__Excerpt to read__.
<<<<
"Odd but hopeful" is how C. Ben Mitchell, an assistant professor of bioethics and contemporary culture at Trinity International University, describes a coalition he's a part of. Feminists, environmentalists, and evangelicals—for different reasons—share the same concern about the potential of nanotechnology to alter the human species. Mitchell and C. Christopher Hook, author of this issue's cover story, strategize ways to prevent disaster with their strange bedfellows at the Institute for Bioethics and the Human Future at the Illinois Institute of Technology. Christianity Today associate editor Agnieszka Tennant talked with Mitchell about his ambivalence toward nanotechnology.
What does it mean to be human?
It's to be an imager of God. That term is not shorthand for capacities that humans possess, like reason, will, or awareness of self. Image of God is a status of being that we hold; it's ontological.
At what point might we be in danger of losing our humanity?
From conception through eternity human beings persist as human beings. It could only be through altering what it means to be an imager of God that you can alter what it means to be human.
>>>>
__Listed records__.
<<<<
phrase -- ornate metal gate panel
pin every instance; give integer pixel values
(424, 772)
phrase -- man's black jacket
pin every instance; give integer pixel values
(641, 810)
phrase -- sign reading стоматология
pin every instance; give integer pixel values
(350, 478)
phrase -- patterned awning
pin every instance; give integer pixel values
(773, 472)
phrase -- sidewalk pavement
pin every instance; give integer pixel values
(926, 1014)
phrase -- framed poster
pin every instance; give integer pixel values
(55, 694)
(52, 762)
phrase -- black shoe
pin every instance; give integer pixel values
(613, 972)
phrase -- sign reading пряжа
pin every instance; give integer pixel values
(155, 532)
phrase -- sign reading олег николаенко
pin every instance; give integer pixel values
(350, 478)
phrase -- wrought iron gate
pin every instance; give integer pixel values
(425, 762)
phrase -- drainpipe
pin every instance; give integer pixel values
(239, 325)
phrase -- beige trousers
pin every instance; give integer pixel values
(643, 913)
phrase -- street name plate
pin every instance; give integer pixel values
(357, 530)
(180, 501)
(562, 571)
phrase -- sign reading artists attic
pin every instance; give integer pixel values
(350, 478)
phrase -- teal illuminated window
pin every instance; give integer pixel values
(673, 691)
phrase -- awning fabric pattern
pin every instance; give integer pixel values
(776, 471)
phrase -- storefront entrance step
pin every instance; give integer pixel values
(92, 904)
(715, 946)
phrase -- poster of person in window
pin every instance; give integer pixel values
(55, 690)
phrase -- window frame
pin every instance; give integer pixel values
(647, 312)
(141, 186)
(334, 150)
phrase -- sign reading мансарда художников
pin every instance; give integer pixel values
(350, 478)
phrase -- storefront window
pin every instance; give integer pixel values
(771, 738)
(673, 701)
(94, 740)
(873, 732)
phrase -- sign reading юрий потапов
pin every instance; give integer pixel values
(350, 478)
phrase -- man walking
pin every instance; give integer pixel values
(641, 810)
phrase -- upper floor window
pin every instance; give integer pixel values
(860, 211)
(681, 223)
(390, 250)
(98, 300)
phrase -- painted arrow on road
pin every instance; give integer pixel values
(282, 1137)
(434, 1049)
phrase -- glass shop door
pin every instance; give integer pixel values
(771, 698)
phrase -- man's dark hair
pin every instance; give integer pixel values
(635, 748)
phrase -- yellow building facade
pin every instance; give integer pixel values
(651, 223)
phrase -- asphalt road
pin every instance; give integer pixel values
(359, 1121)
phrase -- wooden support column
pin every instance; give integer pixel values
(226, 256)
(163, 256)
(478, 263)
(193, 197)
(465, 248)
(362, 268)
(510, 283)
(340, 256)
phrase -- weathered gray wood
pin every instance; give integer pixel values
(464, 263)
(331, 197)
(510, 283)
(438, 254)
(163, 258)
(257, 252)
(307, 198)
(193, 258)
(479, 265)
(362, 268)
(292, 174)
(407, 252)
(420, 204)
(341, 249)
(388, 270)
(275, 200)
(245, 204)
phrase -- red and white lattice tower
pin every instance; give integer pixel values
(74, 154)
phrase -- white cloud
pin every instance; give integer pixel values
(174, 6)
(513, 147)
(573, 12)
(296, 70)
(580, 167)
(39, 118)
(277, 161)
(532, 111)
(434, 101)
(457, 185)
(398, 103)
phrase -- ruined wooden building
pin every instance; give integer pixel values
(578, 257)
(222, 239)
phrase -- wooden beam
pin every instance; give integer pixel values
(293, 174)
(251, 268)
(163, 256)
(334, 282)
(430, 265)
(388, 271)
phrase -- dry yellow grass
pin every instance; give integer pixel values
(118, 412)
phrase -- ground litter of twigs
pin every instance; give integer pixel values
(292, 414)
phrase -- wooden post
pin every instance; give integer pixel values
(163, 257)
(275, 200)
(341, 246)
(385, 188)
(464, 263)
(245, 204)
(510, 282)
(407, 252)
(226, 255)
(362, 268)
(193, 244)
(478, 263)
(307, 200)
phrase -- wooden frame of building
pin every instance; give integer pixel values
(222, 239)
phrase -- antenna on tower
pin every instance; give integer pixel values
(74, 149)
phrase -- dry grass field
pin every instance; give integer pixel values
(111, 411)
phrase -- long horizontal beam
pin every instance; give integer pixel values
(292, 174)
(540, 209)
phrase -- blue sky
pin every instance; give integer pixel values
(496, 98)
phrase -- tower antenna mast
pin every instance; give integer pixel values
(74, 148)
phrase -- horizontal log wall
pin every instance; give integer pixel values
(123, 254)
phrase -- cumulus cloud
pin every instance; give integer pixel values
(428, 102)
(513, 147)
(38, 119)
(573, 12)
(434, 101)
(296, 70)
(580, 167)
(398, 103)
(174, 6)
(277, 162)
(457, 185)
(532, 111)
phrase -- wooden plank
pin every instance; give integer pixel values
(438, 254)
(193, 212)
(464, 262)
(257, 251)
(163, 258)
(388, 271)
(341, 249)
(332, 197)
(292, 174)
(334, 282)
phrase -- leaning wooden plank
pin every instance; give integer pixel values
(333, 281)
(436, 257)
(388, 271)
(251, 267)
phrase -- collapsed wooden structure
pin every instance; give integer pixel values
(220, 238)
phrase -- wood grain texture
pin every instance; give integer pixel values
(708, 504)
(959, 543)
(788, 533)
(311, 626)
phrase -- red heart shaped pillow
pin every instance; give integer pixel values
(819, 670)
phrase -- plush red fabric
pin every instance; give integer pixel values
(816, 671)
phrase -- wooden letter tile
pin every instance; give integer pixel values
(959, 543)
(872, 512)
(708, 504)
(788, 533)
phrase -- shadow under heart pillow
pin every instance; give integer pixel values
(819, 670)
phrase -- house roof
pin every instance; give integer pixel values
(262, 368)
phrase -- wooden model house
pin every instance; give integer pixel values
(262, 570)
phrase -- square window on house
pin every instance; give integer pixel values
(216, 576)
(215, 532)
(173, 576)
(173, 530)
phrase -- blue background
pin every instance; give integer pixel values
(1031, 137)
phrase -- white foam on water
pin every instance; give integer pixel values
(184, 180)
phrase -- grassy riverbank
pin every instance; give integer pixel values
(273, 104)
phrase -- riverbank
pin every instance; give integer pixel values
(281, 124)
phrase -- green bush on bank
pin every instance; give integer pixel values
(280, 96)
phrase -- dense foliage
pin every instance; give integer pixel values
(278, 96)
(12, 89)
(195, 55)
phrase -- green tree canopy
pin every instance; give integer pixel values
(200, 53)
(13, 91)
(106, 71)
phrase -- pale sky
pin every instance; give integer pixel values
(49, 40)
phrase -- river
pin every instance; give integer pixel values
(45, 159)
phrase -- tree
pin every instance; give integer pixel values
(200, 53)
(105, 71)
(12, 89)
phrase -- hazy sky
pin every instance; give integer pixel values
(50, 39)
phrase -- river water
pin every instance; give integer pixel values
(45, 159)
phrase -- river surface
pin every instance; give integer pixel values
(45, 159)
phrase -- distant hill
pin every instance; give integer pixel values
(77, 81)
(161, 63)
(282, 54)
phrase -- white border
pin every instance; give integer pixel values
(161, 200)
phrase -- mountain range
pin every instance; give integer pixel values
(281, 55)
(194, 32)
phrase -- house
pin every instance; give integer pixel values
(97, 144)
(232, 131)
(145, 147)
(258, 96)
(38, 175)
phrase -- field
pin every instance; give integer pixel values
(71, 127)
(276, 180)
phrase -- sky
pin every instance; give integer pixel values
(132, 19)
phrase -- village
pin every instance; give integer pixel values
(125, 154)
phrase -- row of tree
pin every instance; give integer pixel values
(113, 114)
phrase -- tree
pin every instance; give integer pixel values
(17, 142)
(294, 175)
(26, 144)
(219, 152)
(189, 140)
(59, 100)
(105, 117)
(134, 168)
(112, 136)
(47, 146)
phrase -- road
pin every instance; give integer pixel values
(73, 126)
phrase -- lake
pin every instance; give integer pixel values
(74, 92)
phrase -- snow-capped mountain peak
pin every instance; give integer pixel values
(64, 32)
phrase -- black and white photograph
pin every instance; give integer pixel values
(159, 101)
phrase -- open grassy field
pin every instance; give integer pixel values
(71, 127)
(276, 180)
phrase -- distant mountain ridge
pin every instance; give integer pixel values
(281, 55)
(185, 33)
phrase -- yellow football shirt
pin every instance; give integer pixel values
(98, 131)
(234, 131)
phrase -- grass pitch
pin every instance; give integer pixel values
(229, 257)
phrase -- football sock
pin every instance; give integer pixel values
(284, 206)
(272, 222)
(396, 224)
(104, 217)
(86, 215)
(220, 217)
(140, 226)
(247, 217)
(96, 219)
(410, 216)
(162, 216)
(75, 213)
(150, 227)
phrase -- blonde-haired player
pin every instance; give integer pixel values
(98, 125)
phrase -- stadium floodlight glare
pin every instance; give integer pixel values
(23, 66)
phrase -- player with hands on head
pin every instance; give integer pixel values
>>>>
__Jobs__.
**a.** In the interview on nanotechnology, why does Mitchell say that "image of God" is not shorthand for capacities like reason, will, or awareness of self?
**b.** Rewrite the records from the line with "phrase -- storefront entrance step" to the line with "(359, 1121)" as a two-column CSV with columns named request and points. Use one row per request, quote each field, and turn line breaks into spaces.

__Worked solutions__.
**a.** He holds that the image of God is a status of being that humans hold, an ontological status, rather than a set of capacities they possess.

**b.**
request,points
"phrase -- storefront entrance step pin every instance; give integer pixel values","(92, 904) (715, 946)"
"phrase -- poster of person in window pin every instance; give integer pixel values","(55, 690)"
"phrase -- window frame pin every instance; give integer pixel values","(647, 312) (141, 186) (334, 150)"
"phrase -- sign reading мансарда художников pin every instance; give integer pixel values","(350, 478)"
"phrase -- storefront window pin every instance; give integer pixel values","(771, 738) (673, 701) (94, 740) (873, 732)"
"phrase -- sign reading юрий потапов pin every instance; give integer pixel values","(350, 478)"
"phrase -- man walking pin every instance; give integer pixel values","(641, 810)"
"phrase -- upper floor window pin every instance; give integer pixel values","(860, 211) (681, 223) (390, 250) (98, 300)"
"phrase -- painted arrow on road pin every instance; give integer pixel values","(282, 1137) (434, 1049)"
"phrase -- glass shop door pin every instance; give integer pixel values","(771, 698)"
"phrase -- man's dark hair pin every instance; give integer pixel values","(635, 748)"
"phrase -- yellow building facade pin every instance; give integer pixel values","(651, 223)"
"phrase -- asphalt road pin every instance; give integer pixel values","(359, 1121)"